» YOUR TASK: Render every line of the records below as a Markdown table with the columns Row and Line, numbering the rows and skipping blank lines. Leave the pictures out.

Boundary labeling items
[start]
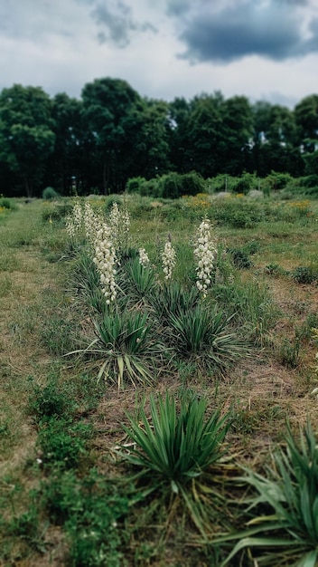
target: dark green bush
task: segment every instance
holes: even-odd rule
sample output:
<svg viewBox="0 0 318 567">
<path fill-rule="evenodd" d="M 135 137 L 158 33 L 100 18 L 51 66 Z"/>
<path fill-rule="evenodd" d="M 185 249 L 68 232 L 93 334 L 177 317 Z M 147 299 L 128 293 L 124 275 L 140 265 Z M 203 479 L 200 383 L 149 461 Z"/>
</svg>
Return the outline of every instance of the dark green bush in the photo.
<svg viewBox="0 0 318 567">
<path fill-rule="evenodd" d="M 253 228 L 264 218 L 264 209 L 255 201 L 245 197 L 229 197 L 214 203 L 212 215 L 219 223 L 233 228 Z"/>
<path fill-rule="evenodd" d="M 299 265 L 292 272 L 292 277 L 297 284 L 313 284 L 318 280 L 318 267 Z"/>
<path fill-rule="evenodd" d="M 0 197 L 0 207 L 6 208 L 8 211 L 16 211 L 18 206 L 14 199 L 9 199 L 7 197 Z"/>
<path fill-rule="evenodd" d="M 231 248 L 229 250 L 234 265 L 238 268 L 251 268 L 253 262 L 248 258 L 248 255 L 241 248 Z"/>
<path fill-rule="evenodd" d="M 46 201 L 53 201 L 54 199 L 58 199 L 60 195 L 52 187 L 46 187 L 45 189 L 42 190 L 42 197 Z"/>
<path fill-rule="evenodd" d="M 137 177 L 128 179 L 126 186 L 127 193 L 140 193 L 142 186 L 146 182 L 145 178 Z"/>
<path fill-rule="evenodd" d="M 172 172 L 160 178 L 161 196 L 164 198 L 177 199 L 182 195 L 197 195 L 204 193 L 205 182 L 196 171 L 184 173 Z"/>
<path fill-rule="evenodd" d="M 87 454 L 86 445 L 91 435 L 90 425 L 73 422 L 70 418 L 56 419 L 52 416 L 45 420 L 36 444 L 42 451 L 43 466 L 63 470 L 79 466 Z"/>
</svg>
[end]
» FINISHED EXERCISE:
| Row | Line |
|---|---|
| 1 | target: dark green bush |
| 2 | task: segment every instance |
| 3 | holes: even-odd rule |
| 4 | sample output: |
| 5 | <svg viewBox="0 0 318 567"> |
| 6 | <path fill-rule="evenodd" d="M 135 137 L 158 33 L 100 18 L 51 66 Z"/> |
| 7 | <path fill-rule="evenodd" d="M 185 249 L 68 232 L 93 334 L 177 317 Z M 147 299 L 128 293 L 124 275 L 140 265 Z M 203 479 L 200 383 L 149 461 Z"/> |
| 8 | </svg> |
| 9 | Return the outline of every instance of the dark green bush in the photo. |
| 10 | <svg viewBox="0 0 318 567"> |
| 11 | <path fill-rule="evenodd" d="M 253 228 L 264 218 L 264 209 L 255 201 L 245 197 L 229 197 L 214 203 L 212 215 L 219 223 L 233 228 Z"/> |
| 12 | <path fill-rule="evenodd" d="M 299 265 L 292 272 L 292 277 L 297 284 L 313 284 L 318 280 L 318 267 Z"/> |
| 13 | <path fill-rule="evenodd" d="M 0 197 L 0 207 L 6 208 L 8 211 L 16 211 L 18 206 L 14 199 L 9 199 L 7 197 Z"/> |
| 14 | <path fill-rule="evenodd" d="M 231 248 L 229 250 L 234 265 L 238 268 L 251 268 L 253 262 L 248 258 L 248 255 L 241 248 Z"/> |
| 15 | <path fill-rule="evenodd" d="M 46 201 L 53 201 L 54 199 L 58 199 L 60 195 L 52 187 L 46 187 L 45 189 L 42 190 L 42 197 Z"/> |
| 16 | <path fill-rule="evenodd" d="M 137 177 L 128 179 L 126 186 L 127 193 L 140 193 L 142 186 L 146 182 L 145 178 Z"/> |
| 17 | <path fill-rule="evenodd" d="M 172 172 L 160 178 L 161 196 L 164 198 L 177 199 L 182 195 L 197 195 L 204 193 L 205 182 L 196 171 L 184 173 Z"/> |
| 18 | <path fill-rule="evenodd" d="M 87 454 L 86 445 L 91 435 L 90 425 L 73 422 L 70 418 L 56 419 L 52 416 L 45 420 L 36 444 L 42 451 L 43 466 L 63 470 L 79 466 Z"/> |
| 19 | </svg> |